Given exercise
Give again, word for word, only the lines from the one containing "Target: sunlight highlight on fruit" through the final line.

— Begin Exercise materials —

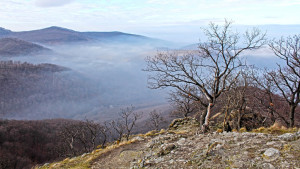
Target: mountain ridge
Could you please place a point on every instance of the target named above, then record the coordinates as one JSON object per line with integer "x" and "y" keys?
{"x": 58, "y": 35}
{"x": 10, "y": 47}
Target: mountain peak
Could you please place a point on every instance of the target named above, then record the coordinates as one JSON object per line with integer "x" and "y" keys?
{"x": 57, "y": 28}
{"x": 4, "y": 31}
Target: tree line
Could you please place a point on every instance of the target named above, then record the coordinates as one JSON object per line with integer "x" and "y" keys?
{"x": 214, "y": 78}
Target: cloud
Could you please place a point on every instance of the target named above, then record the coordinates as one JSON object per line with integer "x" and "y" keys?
{"x": 52, "y": 3}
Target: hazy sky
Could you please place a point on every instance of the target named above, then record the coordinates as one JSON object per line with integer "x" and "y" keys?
{"x": 143, "y": 16}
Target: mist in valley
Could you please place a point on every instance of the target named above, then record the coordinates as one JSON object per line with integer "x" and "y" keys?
{"x": 103, "y": 78}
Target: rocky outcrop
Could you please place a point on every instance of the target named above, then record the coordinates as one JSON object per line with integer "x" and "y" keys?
{"x": 182, "y": 147}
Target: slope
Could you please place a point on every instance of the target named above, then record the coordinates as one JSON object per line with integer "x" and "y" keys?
{"x": 16, "y": 47}
{"x": 182, "y": 147}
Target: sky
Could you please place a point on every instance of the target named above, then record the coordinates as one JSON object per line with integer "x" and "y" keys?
{"x": 148, "y": 17}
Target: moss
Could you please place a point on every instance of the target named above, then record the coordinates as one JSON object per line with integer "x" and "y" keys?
{"x": 242, "y": 130}
{"x": 287, "y": 147}
{"x": 275, "y": 130}
{"x": 234, "y": 130}
{"x": 151, "y": 133}
{"x": 219, "y": 130}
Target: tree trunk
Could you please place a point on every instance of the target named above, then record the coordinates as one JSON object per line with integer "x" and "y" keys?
{"x": 292, "y": 115}
{"x": 225, "y": 118}
{"x": 239, "y": 121}
{"x": 206, "y": 121}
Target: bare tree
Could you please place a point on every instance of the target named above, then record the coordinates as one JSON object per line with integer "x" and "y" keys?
{"x": 212, "y": 70}
{"x": 155, "y": 119}
{"x": 287, "y": 77}
{"x": 184, "y": 104}
{"x": 125, "y": 124}
{"x": 268, "y": 101}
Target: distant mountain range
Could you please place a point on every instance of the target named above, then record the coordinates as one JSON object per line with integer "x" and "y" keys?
{"x": 57, "y": 35}
{"x": 15, "y": 47}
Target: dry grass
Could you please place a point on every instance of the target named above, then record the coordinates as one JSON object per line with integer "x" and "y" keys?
{"x": 275, "y": 130}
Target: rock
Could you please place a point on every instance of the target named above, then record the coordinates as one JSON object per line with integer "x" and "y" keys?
{"x": 166, "y": 149}
{"x": 181, "y": 141}
{"x": 271, "y": 154}
{"x": 289, "y": 136}
{"x": 83, "y": 155}
{"x": 138, "y": 138}
{"x": 267, "y": 166}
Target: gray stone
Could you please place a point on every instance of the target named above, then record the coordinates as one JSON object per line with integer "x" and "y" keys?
{"x": 181, "y": 141}
{"x": 288, "y": 136}
{"x": 271, "y": 154}
{"x": 267, "y": 166}
{"x": 138, "y": 138}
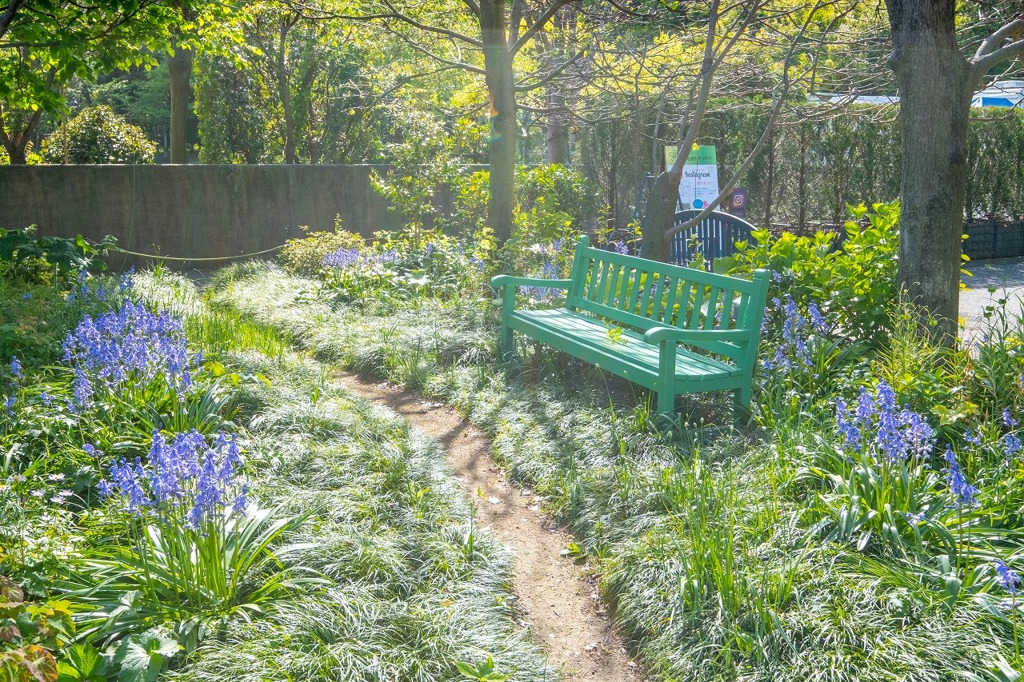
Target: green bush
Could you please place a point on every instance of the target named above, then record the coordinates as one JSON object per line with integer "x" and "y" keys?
{"x": 98, "y": 135}
{"x": 852, "y": 285}
{"x": 305, "y": 255}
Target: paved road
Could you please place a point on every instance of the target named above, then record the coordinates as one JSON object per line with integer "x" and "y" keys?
{"x": 993, "y": 280}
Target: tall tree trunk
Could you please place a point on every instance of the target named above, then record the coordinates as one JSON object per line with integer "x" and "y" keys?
{"x": 498, "y": 65}
{"x": 180, "y": 68}
{"x": 935, "y": 99}
{"x": 557, "y": 138}
{"x": 284, "y": 92}
{"x": 659, "y": 215}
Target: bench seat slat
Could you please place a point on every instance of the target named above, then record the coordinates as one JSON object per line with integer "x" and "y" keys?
{"x": 578, "y": 331}
{"x": 613, "y": 299}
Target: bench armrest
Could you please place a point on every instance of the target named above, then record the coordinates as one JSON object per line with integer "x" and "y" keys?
{"x": 658, "y": 334}
{"x": 509, "y": 280}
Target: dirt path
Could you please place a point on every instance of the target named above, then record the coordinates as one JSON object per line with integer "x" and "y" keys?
{"x": 555, "y": 599}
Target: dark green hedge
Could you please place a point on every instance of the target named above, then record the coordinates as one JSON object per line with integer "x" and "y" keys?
{"x": 813, "y": 168}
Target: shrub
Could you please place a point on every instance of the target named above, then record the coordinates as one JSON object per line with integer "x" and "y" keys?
{"x": 409, "y": 266}
{"x": 305, "y": 256}
{"x": 853, "y": 285}
{"x": 23, "y": 255}
{"x": 98, "y": 135}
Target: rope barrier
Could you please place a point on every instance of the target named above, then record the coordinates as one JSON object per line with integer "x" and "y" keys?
{"x": 159, "y": 257}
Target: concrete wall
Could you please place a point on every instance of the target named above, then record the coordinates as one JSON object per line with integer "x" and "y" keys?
{"x": 192, "y": 211}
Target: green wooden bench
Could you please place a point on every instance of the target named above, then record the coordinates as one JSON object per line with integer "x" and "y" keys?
{"x": 671, "y": 329}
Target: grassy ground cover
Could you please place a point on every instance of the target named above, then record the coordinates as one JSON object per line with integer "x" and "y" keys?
{"x": 837, "y": 539}
{"x": 230, "y": 516}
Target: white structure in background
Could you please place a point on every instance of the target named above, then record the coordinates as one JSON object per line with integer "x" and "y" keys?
{"x": 1003, "y": 93}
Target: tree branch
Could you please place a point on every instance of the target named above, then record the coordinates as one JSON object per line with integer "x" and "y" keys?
{"x": 518, "y": 9}
{"x": 552, "y": 76}
{"x": 688, "y": 127}
{"x": 431, "y": 29}
{"x": 8, "y": 16}
{"x": 989, "y": 54}
{"x": 776, "y": 108}
{"x": 420, "y": 48}
{"x": 538, "y": 25}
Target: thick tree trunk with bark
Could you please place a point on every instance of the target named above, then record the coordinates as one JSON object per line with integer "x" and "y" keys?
{"x": 284, "y": 91}
{"x": 557, "y": 138}
{"x": 16, "y": 142}
{"x": 660, "y": 215}
{"x": 498, "y": 65}
{"x": 180, "y": 68}
{"x": 935, "y": 97}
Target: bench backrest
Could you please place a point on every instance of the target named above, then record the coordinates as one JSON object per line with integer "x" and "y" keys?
{"x": 642, "y": 294}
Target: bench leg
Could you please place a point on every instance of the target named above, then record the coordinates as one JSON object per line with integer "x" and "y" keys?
{"x": 741, "y": 406}
{"x": 508, "y": 346}
{"x": 667, "y": 402}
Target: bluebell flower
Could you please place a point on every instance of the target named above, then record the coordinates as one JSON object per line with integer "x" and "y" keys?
{"x": 817, "y": 321}
{"x": 1009, "y": 580}
{"x": 875, "y": 421}
{"x": 183, "y": 473}
{"x": 127, "y": 283}
{"x": 1011, "y": 444}
{"x": 342, "y": 258}
{"x": 957, "y": 483}
{"x": 1008, "y": 419}
{"x": 127, "y": 346}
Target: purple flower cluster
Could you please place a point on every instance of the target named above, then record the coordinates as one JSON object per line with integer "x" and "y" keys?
{"x": 957, "y": 483}
{"x": 183, "y": 474}
{"x": 129, "y": 345}
{"x": 1008, "y": 578}
{"x": 344, "y": 259}
{"x": 797, "y": 331}
{"x": 875, "y": 420}
{"x": 550, "y": 269}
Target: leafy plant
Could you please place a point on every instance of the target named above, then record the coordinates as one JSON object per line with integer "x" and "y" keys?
{"x": 23, "y": 255}
{"x": 30, "y": 633}
{"x": 853, "y": 284}
{"x": 98, "y": 135}
{"x": 305, "y": 255}
{"x": 481, "y": 672}
{"x": 200, "y": 555}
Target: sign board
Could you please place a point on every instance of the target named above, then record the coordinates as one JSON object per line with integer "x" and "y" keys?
{"x": 698, "y": 186}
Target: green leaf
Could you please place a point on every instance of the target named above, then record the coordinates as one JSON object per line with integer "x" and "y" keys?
{"x": 143, "y": 657}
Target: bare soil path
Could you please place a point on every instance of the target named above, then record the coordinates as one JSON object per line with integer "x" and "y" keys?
{"x": 555, "y": 598}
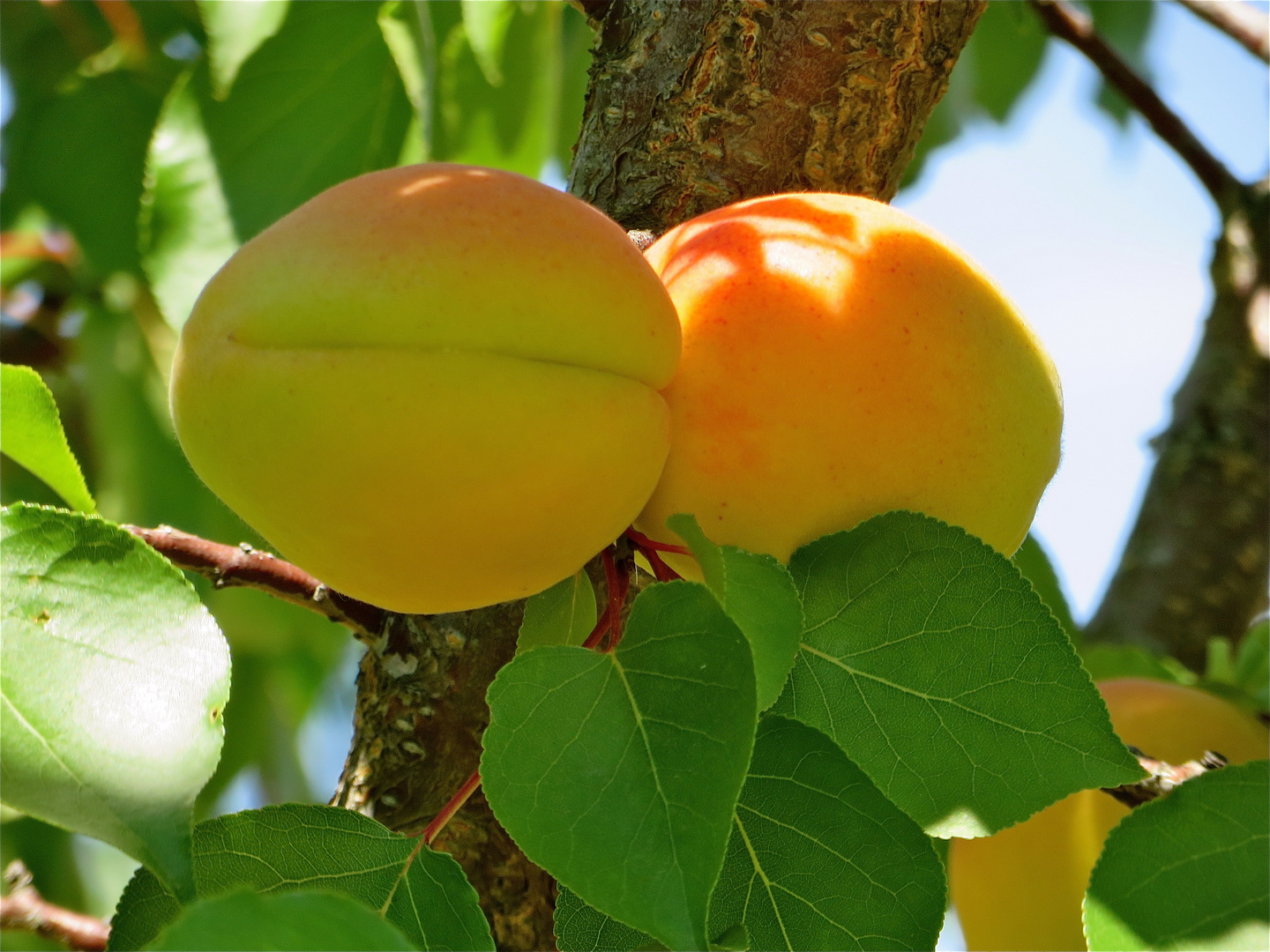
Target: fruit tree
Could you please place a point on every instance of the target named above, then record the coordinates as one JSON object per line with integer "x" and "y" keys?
{"x": 677, "y": 518}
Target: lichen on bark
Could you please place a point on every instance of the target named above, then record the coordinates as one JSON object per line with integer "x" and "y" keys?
{"x": 691, "y": 106}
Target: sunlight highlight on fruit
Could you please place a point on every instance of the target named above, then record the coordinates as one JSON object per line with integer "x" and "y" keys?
{"x": 433, "y": 387}
{"x": 841, "y": 360}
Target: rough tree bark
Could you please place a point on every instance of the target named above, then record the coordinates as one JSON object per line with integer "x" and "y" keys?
{"x": 1195, "y": 564}
{"x": 691, "y": 106}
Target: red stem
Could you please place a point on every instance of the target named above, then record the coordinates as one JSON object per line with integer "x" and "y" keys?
{"x": 452, "y": 807}
{"x": 648, "y": 545}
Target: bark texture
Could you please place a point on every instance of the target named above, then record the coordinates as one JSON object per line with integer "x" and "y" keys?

— End Exercise materials —

Correct answer
Target: sunlight highlight on fruit
Could you please place a point on every instance of the target named above, then record the coordinates as one JSON object per line with integer "x" and "y" keys?
{"x": 433, "y": 387}
{"x": 841, "y": 360}
Target: rough tree bark
Could you please place a point on every instance of the target named above, then record the coordinates as one JSON object per line with integer "x" and "y" keys?
{"x": 1195, "y": 564}
{"x": 691, "y": 106}
Target: red stem
Could you please place a point on every instance of the target named above, then record the coordinates as one JSON object per line with integer "x" and "y" keys?
{"x": 452, "y": 807}
{"x": 648, "y": 545}
Target: bark texture
Could you please place a point on every instance of the target named above, then record the coordinates as one JSON object per line with integer "x" and "y" keys?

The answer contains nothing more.